** START **
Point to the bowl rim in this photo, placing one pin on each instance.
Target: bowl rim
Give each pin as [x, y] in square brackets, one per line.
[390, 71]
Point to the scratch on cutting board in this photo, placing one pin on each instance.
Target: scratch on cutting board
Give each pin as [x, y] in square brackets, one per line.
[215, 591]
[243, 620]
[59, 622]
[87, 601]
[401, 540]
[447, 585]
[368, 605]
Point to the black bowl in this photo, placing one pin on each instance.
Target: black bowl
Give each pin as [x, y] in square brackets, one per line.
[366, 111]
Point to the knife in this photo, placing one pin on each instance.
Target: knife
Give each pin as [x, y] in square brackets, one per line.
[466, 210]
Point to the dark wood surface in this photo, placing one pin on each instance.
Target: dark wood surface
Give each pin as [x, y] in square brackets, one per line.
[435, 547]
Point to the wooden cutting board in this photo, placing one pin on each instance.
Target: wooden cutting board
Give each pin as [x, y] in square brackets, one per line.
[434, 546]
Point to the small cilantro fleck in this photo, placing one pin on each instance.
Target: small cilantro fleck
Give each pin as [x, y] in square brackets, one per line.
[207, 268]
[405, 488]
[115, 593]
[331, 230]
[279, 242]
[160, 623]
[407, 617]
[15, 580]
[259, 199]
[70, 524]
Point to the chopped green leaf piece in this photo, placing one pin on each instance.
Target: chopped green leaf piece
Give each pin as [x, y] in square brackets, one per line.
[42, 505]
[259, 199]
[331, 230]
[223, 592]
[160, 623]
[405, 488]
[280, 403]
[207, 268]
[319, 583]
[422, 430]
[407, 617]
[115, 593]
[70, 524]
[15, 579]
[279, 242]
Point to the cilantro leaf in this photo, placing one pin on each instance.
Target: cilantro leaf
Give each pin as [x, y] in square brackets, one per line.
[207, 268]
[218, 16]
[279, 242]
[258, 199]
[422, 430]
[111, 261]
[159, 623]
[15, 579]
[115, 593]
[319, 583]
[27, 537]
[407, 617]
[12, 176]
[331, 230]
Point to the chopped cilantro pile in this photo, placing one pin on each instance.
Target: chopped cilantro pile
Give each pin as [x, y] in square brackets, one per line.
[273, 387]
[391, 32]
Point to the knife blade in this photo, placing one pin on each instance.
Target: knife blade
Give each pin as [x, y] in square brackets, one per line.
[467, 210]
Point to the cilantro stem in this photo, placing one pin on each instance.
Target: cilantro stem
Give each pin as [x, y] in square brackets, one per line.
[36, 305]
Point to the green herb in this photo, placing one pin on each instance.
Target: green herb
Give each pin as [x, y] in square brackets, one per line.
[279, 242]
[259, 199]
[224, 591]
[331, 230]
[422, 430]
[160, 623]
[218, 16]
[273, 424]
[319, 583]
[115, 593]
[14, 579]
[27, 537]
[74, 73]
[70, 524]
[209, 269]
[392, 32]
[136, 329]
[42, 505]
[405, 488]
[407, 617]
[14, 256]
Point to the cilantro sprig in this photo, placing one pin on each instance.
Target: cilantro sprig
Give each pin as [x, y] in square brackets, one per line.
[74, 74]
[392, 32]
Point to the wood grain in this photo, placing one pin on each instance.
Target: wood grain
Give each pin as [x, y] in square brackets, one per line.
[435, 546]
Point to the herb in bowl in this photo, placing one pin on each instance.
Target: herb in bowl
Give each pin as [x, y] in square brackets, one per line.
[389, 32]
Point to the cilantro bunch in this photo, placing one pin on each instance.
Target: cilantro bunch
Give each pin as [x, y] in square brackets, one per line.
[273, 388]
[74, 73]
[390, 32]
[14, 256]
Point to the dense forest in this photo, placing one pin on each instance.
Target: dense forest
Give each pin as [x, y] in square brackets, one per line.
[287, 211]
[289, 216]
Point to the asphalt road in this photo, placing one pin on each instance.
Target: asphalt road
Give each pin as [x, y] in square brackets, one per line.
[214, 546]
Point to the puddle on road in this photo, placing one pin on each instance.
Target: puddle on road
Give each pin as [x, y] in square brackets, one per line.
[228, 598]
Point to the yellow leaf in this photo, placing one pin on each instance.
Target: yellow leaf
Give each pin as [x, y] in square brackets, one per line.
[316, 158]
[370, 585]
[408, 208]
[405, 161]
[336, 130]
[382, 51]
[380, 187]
** END **
REQUEST | Reproduce the entire listing above, from its first line to its last, character for character and with nothing changed or left out.

TASK SOLUTION |
Point to the bowl rim in this photo, placing one pin on each instance.
Target: bowl rim
Give each pin as [x, y] in square brackets, one per line.
[390, 71]
Point to the scratch on cutting board in this photo, placing one pin on each instance.
Target: scratch on cutting board
Give each pin as [x, y] in square brackets, one per line.
[215, 591]
[243, 620]
[59, 622]
[87, 601]
[401, 540]
[447, 585]
[368, 605]
Point to the black bowl in this photo, placing one pin on each instance.
Target: black bowl
Give each pin as [x, y] in square brackets, one per line.
[366, 111]
Point to the knife in this photo, placing one pin on each instance.
Target: knife
Give each pin as [x, y] in square brackets, one per line.
[466, 210]
Point to the dark wood surface in this photo, placing one pin on each instance.
Target: dark wood surface
Give each pin as [x, y] in square brackets, one per line.
[435, 547]
Point to the wooden cutting board in this photo, placing one pin on each instance.
Target: wooden cutting board
Give each pin as [x, y] in square brackets, one per line.
[434, 546]
Point to the small cilantro fleck in this photo, placing one pin on each instance.
Target: small cilantro fleck
Give each pin as [x, y] in square brackets, one per line.
[207, 268]
[405, 488]
[115, 593]
[331, 230]
[279, 242]
[160, 623]
[407, 617]
[15, 580]
[259, 199]
[70, 524]
Point to the chopped green leaf piece in this photo, placing one pin on each instance.
Target: chopped green leaf piece
Give each pin as [x, y] in square brackets, one per line.
[42, 505]
[259, 199]
[331, 230]
[223, 592]
[160, 623]
[405, 488]
[280, 403]
[207, 268]
[319, 583]
[422, 430]
[407, 617]
[115, 593]
[70, 524]
[15, 579]
[279, 242]
Point to the cilantro leaf in this photo, placing one pin on each instance.
Target: cilantro leaf
Give each pin as [x, y] in square brackets, one per line.
[207, 268]
[218, 16]
[279, 242]
[258, 199]
[422, 430]
[111, 261]
[159, 623]
[15, 579]
[115, 593]
[319, 583]
[27, 537]
[407, 617]
[12, 176]
[331, 230]
Point to the chopped cilantro pile in this photo, placing one pin on each instance.
Target: chopped cilantro pile
Give each pin as [x, y] in square brackets, one per line.
[273, 387]
[391, 32]
Point to the knife blade in this photo, placing one pin on each instance.
Target: knife blade
Give each pin as [x, y] in square brackets, one per line.
[467, 210]
Point to the cilantro stem in this photo, placing one pin on each instance.
Target: cilantro stem
Give each pin as [x, y] in square brackets, one per line.
[36, 305]
Point to the green herb in this photo, placing one pin on each instance.
Target: green herb
Give each pin as [x, y] in square brackets, one per line.
[279, 242]
[259, 199]
[224, 591]
[331, 230]
[422, 430]
[160, 623]
[218, 16]
[273, 424]
[319, 583]
[115, 593]
[14, 579]
[27, 537]
[74, 73]
[70, 524]
[209, 269]
[392, 32]
[136, 329]
[42, 505]
[405, 488]
[407, 617]
[14, 256]
Point to the cilantro sprig in this photo, placing one pin on each instance.
Target: cilantro sprig
Give each pin as [x, y] in square brackets, one per line.
[74, 74]
[392, 32]
Point to the wood grain in this photo, placing one pin on each instance.
Target: wood grain
Give each pin as [x, y] in square brackets, one per line.
[435, 546]
Point to the herb in bowl in this photo, placing one pin on each instance.
Target: herb in bowl
Give each pin as [x, y] in square brackets, one per line.
[389, 32]
Point to the cilantro bunch in this photo, placing one pin on each instance.
Target: cilantro bunch
Give each pin as [x, y] in square brackets, one per line.
[273, 388]
[74, 73]
[390, 32]
[14, 256]
Point to the dense forest in this photo, placing one pin on each instance.
Target: dense forest
Give each pin as [x, y] in square brackets, one per line.
[287, 211]
[289, 216]
Point to the asphalt road in this photo, placing one pin on each instance.
Target: asphalt road
Give each pin as [x, y] in square brackets, one per line.
[214, 546]
Point to the puddle on road in this photo, placing one pin on each instance.
Target: puddle on road
Give each pin as [x, y] in square brackets, one per line.
[228, 598]
Point to the yellow leaf in this photo, placing one pin on each instance.
Target: yellow leaf
Give each pin as [x, y] in square brackets, one per line.
[316, 158]
[370, 585]
[408, 208]
[405, 161]
[336, 130]
[382, 51]
[380, 187]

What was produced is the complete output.